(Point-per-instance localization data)
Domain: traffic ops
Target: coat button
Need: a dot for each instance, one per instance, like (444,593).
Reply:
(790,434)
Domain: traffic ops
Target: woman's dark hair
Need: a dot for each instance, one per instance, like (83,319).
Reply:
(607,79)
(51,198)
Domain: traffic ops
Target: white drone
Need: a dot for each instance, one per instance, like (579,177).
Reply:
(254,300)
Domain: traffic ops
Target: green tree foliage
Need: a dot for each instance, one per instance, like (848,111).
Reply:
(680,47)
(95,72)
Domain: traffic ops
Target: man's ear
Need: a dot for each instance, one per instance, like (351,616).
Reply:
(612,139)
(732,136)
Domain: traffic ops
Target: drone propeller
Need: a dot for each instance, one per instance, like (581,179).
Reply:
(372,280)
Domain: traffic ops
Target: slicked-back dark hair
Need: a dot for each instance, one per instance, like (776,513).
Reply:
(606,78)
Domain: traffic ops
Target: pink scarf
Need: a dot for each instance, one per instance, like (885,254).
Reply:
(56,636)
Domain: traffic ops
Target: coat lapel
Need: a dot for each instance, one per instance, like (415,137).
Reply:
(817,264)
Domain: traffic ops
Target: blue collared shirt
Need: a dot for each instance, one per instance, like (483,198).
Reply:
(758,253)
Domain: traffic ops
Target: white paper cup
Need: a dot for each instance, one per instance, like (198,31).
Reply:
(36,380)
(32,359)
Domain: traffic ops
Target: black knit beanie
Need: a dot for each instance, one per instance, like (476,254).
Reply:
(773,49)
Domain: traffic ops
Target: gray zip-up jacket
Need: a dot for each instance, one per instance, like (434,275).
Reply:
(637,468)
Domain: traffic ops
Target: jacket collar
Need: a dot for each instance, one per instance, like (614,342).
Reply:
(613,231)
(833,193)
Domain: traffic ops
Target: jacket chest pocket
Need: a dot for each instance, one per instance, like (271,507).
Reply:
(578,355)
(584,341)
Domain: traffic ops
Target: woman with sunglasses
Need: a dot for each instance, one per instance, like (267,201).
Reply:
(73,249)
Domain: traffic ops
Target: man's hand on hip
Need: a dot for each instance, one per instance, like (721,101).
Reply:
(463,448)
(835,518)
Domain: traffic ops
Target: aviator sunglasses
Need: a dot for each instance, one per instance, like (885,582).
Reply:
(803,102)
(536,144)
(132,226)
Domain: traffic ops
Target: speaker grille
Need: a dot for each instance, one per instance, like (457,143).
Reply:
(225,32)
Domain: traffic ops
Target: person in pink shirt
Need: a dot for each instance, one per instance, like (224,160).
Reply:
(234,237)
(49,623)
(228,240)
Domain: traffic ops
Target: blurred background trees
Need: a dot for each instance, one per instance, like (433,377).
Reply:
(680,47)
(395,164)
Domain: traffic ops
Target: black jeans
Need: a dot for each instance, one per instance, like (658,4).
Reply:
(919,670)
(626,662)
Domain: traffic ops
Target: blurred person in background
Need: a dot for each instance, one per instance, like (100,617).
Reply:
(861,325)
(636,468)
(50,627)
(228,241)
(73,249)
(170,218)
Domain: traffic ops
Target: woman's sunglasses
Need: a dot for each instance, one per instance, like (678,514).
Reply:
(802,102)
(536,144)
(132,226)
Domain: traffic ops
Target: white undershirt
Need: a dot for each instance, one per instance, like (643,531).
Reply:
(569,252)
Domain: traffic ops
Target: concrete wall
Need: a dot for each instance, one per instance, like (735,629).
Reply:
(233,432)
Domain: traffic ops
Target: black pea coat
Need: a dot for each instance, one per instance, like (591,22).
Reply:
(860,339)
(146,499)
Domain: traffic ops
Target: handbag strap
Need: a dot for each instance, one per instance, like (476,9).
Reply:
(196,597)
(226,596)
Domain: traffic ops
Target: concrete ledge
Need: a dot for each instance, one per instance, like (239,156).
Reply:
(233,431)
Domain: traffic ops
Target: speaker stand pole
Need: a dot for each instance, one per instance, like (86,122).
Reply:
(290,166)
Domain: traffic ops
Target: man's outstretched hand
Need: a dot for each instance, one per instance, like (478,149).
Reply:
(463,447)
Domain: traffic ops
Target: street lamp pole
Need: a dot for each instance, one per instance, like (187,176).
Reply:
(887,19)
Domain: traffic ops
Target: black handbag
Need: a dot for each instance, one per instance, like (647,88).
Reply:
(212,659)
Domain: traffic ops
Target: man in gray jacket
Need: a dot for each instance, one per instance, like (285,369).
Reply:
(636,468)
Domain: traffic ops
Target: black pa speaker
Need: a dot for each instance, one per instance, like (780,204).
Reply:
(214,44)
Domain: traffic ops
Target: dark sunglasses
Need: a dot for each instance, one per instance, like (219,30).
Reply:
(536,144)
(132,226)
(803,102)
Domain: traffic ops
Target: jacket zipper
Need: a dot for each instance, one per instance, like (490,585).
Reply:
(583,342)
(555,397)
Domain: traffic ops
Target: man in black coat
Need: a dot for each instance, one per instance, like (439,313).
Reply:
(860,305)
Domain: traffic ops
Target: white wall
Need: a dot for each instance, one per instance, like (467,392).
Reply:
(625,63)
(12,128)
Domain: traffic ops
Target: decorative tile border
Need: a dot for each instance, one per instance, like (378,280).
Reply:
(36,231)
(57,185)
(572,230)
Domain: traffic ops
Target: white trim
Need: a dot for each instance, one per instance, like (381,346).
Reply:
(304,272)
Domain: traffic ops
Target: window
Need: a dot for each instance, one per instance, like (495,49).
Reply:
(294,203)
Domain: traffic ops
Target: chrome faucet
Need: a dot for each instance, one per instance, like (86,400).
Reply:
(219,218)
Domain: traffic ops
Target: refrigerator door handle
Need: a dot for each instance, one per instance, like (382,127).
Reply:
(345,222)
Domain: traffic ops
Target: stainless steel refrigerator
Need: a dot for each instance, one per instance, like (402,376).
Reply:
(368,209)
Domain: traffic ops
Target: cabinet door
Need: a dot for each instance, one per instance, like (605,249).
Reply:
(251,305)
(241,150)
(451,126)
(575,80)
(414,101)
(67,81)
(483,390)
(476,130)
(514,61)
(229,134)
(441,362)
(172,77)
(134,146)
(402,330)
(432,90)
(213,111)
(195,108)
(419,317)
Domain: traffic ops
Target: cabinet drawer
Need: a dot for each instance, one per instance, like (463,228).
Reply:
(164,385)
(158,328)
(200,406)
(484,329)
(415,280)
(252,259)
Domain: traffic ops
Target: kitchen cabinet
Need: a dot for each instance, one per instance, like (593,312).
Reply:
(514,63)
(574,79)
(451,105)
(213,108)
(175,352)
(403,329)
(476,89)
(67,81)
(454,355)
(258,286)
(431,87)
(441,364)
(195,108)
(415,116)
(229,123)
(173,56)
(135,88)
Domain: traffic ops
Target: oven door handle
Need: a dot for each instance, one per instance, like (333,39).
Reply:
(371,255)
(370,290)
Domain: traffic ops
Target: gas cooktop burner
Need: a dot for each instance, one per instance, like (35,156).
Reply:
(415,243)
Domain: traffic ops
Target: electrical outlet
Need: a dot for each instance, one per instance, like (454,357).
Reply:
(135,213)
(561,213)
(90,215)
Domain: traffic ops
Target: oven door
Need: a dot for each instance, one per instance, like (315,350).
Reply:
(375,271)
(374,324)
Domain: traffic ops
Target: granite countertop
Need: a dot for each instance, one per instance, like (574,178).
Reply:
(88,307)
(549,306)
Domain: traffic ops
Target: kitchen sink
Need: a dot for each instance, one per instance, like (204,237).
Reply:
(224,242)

Problem requirements — Look above for the line holding "Target: coat lapel". Print it and every line after it, exactly, through the line holding "Target: white paper cup".

Output of the task —
Target: coat lapel
Need: a dot for each instance, one per instance, like (415,137).
Reply:
(817,264)
Domain: traffic ops
Target: blue collared shirt
Need: a dot for each instance, one per instance, like (483,198).
Reply:
(758,253)
Domain: traffic ops
Target: white paper cup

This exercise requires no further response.